:: PROVIDED RECORDS ::

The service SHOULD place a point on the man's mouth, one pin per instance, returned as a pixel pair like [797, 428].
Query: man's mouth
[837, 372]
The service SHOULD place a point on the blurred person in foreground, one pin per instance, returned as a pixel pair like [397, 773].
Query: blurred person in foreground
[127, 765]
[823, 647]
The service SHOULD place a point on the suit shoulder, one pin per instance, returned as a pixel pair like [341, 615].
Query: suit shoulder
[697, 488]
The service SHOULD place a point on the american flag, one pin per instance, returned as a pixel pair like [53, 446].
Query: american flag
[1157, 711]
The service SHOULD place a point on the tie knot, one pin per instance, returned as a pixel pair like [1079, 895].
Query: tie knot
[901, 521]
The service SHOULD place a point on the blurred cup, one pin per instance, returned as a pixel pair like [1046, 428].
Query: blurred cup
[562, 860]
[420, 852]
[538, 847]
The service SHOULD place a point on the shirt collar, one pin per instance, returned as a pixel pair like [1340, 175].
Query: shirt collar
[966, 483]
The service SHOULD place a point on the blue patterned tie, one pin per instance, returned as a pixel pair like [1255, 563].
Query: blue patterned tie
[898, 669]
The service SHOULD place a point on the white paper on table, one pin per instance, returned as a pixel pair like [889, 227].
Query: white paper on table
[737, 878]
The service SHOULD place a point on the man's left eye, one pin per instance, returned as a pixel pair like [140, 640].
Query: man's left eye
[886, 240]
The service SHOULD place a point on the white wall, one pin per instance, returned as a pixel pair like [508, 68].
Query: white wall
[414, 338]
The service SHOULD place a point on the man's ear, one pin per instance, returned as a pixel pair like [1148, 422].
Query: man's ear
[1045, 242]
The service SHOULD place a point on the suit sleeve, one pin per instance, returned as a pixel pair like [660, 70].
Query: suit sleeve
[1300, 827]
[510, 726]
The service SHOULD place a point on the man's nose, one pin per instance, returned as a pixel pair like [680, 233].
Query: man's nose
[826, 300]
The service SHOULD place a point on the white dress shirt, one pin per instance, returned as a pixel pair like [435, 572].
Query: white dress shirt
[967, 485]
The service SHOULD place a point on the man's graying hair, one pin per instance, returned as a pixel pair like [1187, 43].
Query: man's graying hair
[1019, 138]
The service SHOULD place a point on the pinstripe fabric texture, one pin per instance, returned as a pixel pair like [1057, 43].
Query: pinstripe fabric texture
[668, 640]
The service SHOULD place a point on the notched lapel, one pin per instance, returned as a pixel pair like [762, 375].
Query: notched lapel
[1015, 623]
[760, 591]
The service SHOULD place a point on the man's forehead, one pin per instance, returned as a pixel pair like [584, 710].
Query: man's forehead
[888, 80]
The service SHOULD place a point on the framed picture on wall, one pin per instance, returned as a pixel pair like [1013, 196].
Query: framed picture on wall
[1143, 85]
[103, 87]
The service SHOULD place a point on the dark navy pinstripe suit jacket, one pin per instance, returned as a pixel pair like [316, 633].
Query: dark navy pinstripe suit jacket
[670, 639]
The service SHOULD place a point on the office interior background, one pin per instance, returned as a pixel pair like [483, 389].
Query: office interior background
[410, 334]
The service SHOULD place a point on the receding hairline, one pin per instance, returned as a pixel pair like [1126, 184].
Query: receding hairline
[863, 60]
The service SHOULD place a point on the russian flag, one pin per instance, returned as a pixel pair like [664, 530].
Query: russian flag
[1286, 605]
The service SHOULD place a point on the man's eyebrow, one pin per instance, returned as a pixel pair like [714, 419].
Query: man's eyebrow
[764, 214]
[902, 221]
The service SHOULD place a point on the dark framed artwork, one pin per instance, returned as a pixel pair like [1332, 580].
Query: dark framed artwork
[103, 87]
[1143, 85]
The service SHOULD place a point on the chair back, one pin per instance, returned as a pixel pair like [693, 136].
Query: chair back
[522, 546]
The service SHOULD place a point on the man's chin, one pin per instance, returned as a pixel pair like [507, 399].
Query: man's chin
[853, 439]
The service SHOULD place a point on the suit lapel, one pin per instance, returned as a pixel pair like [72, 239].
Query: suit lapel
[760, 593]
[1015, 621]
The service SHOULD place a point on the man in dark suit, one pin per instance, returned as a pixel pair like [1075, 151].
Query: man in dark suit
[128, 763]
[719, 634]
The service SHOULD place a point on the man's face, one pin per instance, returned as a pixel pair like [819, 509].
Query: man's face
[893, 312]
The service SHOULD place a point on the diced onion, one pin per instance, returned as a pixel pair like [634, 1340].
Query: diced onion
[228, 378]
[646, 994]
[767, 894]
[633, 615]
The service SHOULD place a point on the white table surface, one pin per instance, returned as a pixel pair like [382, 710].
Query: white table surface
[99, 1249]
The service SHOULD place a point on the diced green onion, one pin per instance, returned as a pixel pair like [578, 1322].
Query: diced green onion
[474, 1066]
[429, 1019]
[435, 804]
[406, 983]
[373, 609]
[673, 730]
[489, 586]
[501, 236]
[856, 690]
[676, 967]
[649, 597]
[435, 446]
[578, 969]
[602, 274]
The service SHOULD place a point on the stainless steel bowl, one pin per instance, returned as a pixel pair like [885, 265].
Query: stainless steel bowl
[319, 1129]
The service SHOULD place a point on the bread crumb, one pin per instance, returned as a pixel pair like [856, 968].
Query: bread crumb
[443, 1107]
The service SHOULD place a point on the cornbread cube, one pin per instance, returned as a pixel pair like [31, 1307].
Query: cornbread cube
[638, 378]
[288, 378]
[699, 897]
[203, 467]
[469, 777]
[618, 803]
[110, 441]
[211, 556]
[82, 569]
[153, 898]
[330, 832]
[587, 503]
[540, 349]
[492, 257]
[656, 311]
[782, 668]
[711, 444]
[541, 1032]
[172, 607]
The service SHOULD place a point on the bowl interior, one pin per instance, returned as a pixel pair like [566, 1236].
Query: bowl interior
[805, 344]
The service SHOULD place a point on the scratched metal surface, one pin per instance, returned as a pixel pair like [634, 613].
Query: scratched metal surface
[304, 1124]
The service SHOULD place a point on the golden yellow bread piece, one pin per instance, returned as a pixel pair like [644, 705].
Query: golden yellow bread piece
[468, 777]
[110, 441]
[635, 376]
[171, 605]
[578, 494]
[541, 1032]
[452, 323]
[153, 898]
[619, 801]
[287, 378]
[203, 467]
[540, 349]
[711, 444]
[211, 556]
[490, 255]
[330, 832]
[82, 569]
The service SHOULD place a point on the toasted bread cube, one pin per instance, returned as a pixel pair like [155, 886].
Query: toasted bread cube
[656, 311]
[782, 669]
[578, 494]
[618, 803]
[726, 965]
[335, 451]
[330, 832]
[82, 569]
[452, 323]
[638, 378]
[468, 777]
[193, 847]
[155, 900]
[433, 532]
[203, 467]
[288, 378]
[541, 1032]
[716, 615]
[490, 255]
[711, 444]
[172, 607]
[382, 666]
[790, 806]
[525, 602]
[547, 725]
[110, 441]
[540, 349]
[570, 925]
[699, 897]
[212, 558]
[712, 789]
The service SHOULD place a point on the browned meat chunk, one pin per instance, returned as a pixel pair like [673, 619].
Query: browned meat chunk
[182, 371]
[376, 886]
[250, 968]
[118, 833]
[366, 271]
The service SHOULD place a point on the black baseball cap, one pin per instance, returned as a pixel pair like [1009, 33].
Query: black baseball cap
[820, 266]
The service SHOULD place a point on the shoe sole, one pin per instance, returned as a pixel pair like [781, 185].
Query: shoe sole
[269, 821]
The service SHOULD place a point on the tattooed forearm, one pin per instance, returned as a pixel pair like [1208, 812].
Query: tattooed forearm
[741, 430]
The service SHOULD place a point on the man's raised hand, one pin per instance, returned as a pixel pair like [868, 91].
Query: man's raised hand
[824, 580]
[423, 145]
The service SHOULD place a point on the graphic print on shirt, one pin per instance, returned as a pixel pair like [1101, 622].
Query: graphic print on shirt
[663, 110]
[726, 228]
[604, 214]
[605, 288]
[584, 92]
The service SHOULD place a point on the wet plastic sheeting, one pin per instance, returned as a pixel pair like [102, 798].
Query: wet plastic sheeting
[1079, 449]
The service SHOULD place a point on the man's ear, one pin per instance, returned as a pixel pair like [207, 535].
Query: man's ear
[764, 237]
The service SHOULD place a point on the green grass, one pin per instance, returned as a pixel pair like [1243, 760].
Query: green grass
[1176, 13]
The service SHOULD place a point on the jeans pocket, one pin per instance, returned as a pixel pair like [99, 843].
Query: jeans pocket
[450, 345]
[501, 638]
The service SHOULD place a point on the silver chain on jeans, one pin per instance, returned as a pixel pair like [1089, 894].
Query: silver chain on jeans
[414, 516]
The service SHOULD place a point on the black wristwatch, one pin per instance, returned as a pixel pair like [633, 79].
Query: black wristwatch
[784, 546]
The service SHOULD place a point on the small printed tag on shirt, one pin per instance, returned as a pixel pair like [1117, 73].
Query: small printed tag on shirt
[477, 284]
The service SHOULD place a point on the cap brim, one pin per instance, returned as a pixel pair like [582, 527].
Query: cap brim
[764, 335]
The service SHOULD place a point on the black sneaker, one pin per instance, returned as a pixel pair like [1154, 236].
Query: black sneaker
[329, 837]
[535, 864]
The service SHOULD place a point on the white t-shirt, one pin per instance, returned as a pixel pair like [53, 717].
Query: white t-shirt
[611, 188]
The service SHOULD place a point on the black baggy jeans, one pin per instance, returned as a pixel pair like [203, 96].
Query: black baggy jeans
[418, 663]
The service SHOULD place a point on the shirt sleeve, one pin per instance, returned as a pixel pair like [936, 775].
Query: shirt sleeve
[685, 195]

:::

Copy every line of the listing, starting at the line containing "The service SHOULD place a point on the white dress" and ending at the line containing "[1019, 138]". Shift each answer coordinate by -26 and leave all other text unchanged.

* TASK SOLUTION
The service SHOULD place a point on the white dress shirt, one pin per instance, returned as a pixel pair like [435, 572].
Query: white dress shirt
[941, 459]
The service SHOULD place a point on the man's graying hair, one pin per instance, returned as a pixel pair like [1187, 43].
Query: man's graying hair
[993, 112]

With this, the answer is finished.